▶ [EXERCISE PASSAGE]
☆ ☆ ☆

DrainsOne of the most important things you should know about your septic system is that, in many ways, it is like any organic body. It can't deal with inorganic waste; that is, waste that can't be broken down naturally. For that reason, things like plastics, rubber, solvents and acids shouldn't enter the septic system. "Disposable" diapers are diapers that should be disposed of by transport to a landfill rather than being flushed down the toilet, because they are made with plastic that will clog drains. If plastics do make their way into the septic tank, there they sit, since bacteria can't break them down. Only organic things should be put into the septic system, and even those things should be broken into pieces small enough that they won't wind up as a clog in a pipe somewhere between a plumbing fixture and the septic tank.

If the septic tank itself has a healthy population of bacteria, those billions of little microbes will break the organic matter down even further. However, if the bacterial population has been decimated by the use of things like chlorine bleach or by acid or alkaline drain cleaners, the organic waste won't be broken down and the tank will fill up faster than ever.

☆ ☆ ☆

▶ [SUPPLIED ENTRIES]
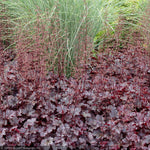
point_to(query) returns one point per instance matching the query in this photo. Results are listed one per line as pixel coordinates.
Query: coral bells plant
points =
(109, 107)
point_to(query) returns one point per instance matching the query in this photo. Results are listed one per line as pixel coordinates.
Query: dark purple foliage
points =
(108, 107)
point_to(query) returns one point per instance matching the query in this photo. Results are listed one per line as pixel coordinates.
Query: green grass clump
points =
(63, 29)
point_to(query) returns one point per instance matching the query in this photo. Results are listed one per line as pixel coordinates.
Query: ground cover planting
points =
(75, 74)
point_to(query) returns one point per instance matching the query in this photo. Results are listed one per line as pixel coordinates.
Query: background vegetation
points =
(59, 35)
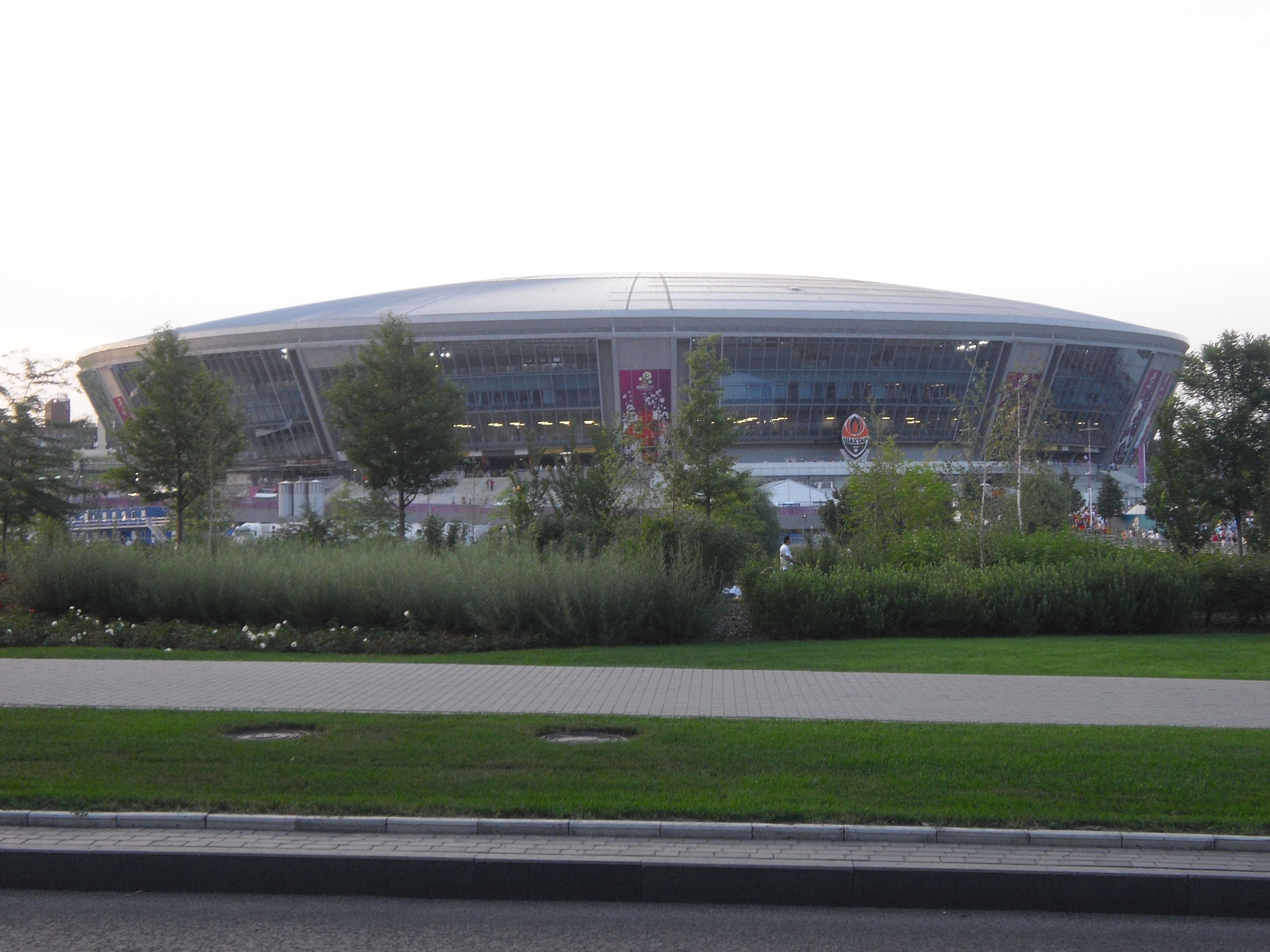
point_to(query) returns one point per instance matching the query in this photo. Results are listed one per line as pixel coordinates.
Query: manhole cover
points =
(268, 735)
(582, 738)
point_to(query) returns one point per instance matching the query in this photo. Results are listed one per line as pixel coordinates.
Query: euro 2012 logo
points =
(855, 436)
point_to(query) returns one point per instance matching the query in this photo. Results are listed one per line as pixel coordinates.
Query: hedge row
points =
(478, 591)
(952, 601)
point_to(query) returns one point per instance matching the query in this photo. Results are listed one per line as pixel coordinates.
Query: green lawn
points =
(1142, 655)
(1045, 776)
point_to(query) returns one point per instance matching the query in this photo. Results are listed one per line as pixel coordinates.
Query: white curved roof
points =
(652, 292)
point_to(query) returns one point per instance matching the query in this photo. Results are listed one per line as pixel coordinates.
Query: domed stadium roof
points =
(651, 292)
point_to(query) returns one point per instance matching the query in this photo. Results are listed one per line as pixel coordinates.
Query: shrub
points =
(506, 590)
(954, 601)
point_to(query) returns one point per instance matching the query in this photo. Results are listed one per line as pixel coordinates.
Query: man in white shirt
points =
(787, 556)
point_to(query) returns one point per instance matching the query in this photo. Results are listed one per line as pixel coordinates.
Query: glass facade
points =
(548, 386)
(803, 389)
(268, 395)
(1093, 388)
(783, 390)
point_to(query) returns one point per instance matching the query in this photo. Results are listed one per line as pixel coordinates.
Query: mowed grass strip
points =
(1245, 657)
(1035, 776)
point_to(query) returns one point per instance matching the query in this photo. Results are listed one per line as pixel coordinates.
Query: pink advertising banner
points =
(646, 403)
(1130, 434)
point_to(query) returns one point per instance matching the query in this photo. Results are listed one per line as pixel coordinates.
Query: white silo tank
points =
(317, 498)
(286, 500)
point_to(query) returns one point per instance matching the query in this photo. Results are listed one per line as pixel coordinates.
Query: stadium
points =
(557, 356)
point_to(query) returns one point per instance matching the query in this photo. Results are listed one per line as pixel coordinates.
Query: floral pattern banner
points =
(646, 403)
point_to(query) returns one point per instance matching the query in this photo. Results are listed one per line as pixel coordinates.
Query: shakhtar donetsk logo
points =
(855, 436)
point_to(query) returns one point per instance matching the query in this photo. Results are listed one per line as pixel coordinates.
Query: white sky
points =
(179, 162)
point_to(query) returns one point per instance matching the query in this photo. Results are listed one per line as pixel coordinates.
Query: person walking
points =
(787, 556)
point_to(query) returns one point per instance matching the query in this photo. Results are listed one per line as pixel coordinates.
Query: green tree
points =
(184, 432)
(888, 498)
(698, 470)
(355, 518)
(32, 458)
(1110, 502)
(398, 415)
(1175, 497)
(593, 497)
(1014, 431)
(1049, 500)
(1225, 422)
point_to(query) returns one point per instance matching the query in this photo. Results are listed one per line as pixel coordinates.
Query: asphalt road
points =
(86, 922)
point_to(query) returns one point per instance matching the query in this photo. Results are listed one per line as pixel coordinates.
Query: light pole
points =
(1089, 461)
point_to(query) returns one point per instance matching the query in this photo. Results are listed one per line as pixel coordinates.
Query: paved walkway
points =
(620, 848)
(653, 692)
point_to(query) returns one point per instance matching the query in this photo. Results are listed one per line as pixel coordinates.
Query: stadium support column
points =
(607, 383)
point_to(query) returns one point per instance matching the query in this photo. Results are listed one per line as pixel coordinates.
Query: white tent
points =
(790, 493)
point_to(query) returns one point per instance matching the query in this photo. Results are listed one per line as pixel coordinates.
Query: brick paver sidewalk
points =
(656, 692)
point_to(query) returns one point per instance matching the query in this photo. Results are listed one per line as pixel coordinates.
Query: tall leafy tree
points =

☆ ☆ ☆

▶ [ASSIGNMENT] Please answer from the septic system text: why should disposable diapers not be flushed down the toilet?

▶ [WRITTEN ANSWER] They are made with plastic that will clog drains.